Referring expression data
━━━━━━━━━━
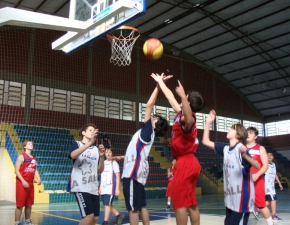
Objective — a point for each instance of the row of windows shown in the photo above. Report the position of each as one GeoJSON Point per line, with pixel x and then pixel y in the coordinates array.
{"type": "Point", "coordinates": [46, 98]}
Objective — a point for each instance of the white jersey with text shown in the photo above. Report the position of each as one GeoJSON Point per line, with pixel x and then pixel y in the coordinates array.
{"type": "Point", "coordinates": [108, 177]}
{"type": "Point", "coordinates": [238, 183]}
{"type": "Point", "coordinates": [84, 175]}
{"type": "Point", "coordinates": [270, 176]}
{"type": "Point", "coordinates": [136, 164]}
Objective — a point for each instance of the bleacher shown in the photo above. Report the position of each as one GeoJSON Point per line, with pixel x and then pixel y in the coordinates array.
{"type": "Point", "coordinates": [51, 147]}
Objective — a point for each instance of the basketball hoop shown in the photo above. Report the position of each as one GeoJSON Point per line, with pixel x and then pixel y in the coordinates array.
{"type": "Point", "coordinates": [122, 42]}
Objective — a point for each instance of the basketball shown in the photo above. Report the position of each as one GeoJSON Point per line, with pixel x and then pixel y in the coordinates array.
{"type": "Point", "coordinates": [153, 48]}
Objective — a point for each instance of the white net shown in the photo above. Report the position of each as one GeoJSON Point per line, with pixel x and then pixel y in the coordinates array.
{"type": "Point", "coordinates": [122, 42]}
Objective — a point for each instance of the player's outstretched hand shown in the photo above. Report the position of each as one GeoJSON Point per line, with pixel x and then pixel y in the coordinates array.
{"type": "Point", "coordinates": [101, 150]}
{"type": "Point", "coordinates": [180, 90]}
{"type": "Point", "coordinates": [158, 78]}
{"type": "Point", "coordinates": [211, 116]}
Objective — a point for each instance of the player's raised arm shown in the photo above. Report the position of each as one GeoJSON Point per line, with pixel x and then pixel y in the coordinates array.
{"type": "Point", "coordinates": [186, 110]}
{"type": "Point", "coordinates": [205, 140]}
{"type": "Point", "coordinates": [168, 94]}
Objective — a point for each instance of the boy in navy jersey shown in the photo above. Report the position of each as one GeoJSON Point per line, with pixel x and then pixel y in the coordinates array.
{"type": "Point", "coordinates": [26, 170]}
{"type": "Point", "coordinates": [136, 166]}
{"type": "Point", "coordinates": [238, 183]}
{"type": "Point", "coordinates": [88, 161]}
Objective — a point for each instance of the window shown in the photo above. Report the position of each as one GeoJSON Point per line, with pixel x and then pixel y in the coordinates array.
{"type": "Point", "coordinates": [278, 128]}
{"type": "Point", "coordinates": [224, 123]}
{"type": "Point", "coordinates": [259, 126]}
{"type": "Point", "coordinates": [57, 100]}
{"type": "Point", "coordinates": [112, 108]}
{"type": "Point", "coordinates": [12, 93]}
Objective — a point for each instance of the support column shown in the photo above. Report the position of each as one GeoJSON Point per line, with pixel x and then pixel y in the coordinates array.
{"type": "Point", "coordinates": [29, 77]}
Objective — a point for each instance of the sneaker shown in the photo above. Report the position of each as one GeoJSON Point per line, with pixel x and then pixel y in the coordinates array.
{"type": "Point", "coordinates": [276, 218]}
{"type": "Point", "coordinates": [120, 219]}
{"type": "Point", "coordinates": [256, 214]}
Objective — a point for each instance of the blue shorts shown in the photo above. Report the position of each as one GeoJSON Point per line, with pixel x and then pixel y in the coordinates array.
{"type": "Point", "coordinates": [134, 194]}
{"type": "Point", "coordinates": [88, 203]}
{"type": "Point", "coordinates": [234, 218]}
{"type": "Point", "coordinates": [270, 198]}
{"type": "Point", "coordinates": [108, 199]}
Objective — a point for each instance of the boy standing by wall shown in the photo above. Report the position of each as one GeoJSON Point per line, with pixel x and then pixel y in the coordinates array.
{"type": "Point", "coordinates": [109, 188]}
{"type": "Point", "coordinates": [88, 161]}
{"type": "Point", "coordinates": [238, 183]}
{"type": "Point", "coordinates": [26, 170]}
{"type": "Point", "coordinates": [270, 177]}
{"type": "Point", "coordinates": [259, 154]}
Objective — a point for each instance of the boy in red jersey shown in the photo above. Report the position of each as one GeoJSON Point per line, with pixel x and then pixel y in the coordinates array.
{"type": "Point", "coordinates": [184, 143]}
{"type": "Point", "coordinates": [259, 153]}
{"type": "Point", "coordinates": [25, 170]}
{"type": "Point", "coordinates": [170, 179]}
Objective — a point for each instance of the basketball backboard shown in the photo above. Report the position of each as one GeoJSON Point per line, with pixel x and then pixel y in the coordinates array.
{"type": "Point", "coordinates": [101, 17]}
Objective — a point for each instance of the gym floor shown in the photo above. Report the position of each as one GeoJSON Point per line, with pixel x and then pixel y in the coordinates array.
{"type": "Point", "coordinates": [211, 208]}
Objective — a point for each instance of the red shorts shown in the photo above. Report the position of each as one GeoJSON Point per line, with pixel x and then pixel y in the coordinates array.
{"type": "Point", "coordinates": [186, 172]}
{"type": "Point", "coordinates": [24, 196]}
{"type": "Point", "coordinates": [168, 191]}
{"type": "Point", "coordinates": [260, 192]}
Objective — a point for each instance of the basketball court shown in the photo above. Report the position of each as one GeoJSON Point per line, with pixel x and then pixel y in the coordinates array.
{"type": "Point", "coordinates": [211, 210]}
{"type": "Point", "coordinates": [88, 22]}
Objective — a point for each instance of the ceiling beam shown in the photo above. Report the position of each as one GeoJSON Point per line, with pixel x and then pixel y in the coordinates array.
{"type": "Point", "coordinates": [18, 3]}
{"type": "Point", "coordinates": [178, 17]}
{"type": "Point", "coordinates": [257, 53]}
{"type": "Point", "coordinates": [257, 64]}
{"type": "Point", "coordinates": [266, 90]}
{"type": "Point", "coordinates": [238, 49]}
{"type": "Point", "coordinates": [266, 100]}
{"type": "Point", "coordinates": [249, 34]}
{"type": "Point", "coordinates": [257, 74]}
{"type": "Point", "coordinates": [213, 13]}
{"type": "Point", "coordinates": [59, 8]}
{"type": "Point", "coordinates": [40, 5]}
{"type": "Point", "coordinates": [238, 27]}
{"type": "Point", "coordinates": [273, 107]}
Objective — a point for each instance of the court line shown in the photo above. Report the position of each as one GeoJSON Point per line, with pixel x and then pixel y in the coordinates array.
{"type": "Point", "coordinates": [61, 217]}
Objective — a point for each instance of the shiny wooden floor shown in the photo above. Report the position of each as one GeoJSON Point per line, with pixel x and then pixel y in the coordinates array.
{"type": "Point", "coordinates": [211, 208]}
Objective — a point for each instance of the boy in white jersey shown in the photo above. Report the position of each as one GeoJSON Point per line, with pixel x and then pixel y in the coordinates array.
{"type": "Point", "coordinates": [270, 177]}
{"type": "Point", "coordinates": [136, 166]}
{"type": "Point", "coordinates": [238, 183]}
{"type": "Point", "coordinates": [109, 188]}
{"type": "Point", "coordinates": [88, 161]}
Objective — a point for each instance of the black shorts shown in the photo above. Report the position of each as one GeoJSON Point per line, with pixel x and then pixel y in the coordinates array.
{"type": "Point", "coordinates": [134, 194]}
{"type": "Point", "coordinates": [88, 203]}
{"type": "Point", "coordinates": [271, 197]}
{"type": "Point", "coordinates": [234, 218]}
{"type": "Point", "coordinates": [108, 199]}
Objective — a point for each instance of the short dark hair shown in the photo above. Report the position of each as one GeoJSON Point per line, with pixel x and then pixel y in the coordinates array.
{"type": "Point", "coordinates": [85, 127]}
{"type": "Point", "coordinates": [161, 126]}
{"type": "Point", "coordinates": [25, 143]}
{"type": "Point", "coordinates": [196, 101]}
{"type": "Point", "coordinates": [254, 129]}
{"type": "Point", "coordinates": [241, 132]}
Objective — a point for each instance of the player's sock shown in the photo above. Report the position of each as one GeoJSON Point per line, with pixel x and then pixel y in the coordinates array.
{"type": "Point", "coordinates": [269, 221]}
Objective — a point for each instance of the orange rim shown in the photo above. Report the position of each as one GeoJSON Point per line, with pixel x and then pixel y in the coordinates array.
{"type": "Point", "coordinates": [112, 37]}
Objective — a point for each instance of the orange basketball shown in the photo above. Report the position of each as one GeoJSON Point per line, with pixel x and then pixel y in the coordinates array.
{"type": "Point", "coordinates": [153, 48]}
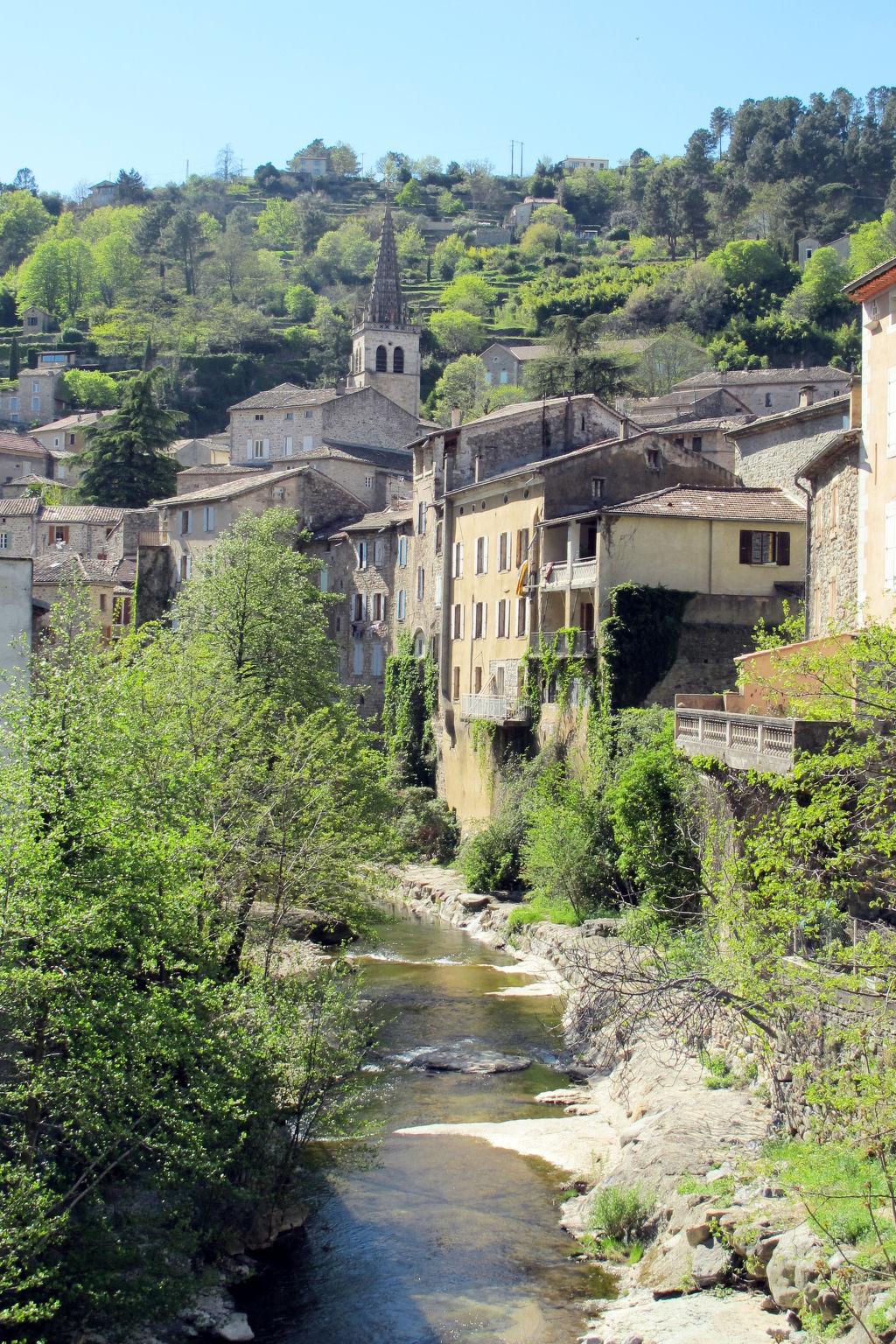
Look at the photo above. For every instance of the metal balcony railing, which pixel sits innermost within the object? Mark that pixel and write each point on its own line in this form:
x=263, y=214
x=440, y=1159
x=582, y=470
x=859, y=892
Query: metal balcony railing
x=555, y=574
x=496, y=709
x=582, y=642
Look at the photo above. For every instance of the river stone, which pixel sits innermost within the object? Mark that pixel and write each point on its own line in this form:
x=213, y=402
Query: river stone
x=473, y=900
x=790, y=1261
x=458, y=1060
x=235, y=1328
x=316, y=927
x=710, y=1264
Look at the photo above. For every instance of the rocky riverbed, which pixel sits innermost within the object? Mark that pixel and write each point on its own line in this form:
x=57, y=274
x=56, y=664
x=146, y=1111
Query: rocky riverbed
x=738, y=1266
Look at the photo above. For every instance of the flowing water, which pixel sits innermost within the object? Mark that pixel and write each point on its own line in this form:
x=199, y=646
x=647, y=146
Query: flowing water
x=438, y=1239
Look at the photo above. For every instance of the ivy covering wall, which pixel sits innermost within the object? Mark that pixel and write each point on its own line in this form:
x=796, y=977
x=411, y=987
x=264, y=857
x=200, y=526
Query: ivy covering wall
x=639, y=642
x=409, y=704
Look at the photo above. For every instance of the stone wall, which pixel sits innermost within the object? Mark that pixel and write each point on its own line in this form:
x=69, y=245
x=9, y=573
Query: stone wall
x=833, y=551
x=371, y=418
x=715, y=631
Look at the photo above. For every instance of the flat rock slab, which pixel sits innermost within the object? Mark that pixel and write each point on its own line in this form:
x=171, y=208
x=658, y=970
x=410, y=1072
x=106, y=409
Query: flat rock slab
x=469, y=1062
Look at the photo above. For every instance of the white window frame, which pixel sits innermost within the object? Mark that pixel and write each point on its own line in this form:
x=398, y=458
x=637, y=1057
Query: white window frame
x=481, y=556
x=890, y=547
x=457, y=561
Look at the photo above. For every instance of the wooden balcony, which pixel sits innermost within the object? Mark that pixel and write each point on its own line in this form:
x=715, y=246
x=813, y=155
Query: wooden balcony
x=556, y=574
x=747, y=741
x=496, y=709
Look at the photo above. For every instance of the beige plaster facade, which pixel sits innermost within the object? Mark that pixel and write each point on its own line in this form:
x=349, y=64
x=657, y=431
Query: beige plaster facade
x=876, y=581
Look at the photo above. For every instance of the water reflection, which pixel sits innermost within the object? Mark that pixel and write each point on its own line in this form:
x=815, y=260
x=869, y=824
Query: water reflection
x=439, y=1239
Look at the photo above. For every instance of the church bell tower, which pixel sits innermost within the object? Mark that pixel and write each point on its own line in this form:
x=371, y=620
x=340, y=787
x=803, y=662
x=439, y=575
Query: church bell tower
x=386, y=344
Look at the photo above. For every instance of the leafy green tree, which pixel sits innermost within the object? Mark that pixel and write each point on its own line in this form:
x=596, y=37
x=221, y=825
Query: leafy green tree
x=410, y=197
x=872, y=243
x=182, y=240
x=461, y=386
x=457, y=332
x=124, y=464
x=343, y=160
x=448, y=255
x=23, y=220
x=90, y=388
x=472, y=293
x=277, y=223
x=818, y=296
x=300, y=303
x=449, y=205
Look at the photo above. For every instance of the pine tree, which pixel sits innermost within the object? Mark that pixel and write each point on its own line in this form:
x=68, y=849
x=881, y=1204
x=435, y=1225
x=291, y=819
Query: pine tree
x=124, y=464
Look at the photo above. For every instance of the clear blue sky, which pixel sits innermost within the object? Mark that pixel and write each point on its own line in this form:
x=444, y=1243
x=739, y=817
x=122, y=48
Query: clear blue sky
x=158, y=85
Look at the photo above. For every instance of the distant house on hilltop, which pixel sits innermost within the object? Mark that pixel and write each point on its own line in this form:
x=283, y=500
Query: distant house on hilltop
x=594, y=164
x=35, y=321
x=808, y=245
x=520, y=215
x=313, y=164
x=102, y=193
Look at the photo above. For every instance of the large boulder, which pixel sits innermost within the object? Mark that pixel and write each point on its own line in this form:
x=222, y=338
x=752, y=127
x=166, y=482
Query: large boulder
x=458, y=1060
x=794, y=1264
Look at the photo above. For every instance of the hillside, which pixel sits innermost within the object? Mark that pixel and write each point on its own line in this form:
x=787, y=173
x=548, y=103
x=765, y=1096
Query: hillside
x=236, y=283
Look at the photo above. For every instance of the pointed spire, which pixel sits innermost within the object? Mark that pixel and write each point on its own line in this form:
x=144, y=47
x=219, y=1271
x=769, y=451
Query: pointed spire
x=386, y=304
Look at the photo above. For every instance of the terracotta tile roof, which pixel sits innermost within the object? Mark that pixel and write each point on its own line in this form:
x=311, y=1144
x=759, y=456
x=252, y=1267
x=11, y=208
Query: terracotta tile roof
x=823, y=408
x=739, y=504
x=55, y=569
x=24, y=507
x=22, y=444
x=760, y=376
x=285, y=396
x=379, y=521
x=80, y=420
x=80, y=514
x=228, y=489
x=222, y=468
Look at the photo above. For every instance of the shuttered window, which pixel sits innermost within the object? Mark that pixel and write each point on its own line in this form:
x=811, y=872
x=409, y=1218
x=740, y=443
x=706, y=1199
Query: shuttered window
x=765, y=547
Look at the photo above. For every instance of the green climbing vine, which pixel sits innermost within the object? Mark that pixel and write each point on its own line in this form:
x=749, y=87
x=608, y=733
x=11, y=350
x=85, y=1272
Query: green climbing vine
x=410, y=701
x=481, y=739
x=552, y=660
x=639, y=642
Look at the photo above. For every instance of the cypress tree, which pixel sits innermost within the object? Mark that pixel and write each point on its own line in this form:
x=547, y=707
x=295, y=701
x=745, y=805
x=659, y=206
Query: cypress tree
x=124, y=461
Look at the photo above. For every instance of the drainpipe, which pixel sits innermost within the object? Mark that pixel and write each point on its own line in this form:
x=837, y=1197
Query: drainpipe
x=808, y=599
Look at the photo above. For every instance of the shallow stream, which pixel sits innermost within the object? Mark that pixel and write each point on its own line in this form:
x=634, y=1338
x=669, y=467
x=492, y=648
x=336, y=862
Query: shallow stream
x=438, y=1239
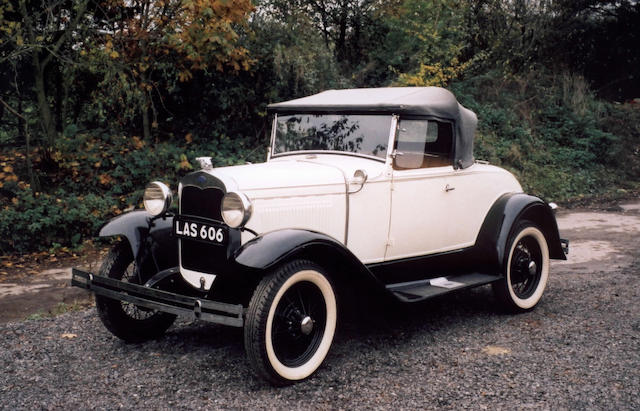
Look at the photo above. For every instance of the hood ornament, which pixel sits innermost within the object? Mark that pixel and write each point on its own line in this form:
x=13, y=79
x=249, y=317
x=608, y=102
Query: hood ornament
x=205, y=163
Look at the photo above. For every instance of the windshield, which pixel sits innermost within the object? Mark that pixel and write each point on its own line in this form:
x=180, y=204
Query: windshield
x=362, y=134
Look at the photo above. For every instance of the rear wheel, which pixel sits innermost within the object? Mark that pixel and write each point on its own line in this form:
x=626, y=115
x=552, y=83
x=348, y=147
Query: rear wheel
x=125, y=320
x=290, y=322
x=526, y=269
━━━━━━━━━━
- _EXERCISE BRIEF_: Please copy exactly the lines from the one containing "Look at the photo above. For every instance of the shallow" through the last line of the records, both ends included, and leave out any pictures.

- _EXERCISE RESULT_:
Look at the photo above. For every instance of the shallow stream, which pixel sits innermost within the object? Mark that pixel and write each point on its own line in this form:
x=634, y=1338
x=669, y=467
x=492, y=648
x=336, y=862
Query: shallow stream
x=438, y=1239
Look at the photo above. For every instance of the hood ornament, which pixel sits innermost within the object? Mark that pixel and write each point on its own line in this form:
x=13, y=79
x=249, y=317
x=608, y=102
Query: hood ornament
x=205, y=163
Look at the photo above. For every instance of the windshield, which pixel sits innermost within the object? Mark that pixel and write each point on its own line in this form:
x=180, y=204
Query: windshield
x=362, y=134
Look at the photo above. For every instance of the rear wheel, which pixel sits innermost within the object? Mark that pixel and write each point on its own line in this form:
x=626, y=115
x=552, y=83
x=348, y=147
Query: rear wheel
x=125, y=320
x=290, y=322
x=526, y=269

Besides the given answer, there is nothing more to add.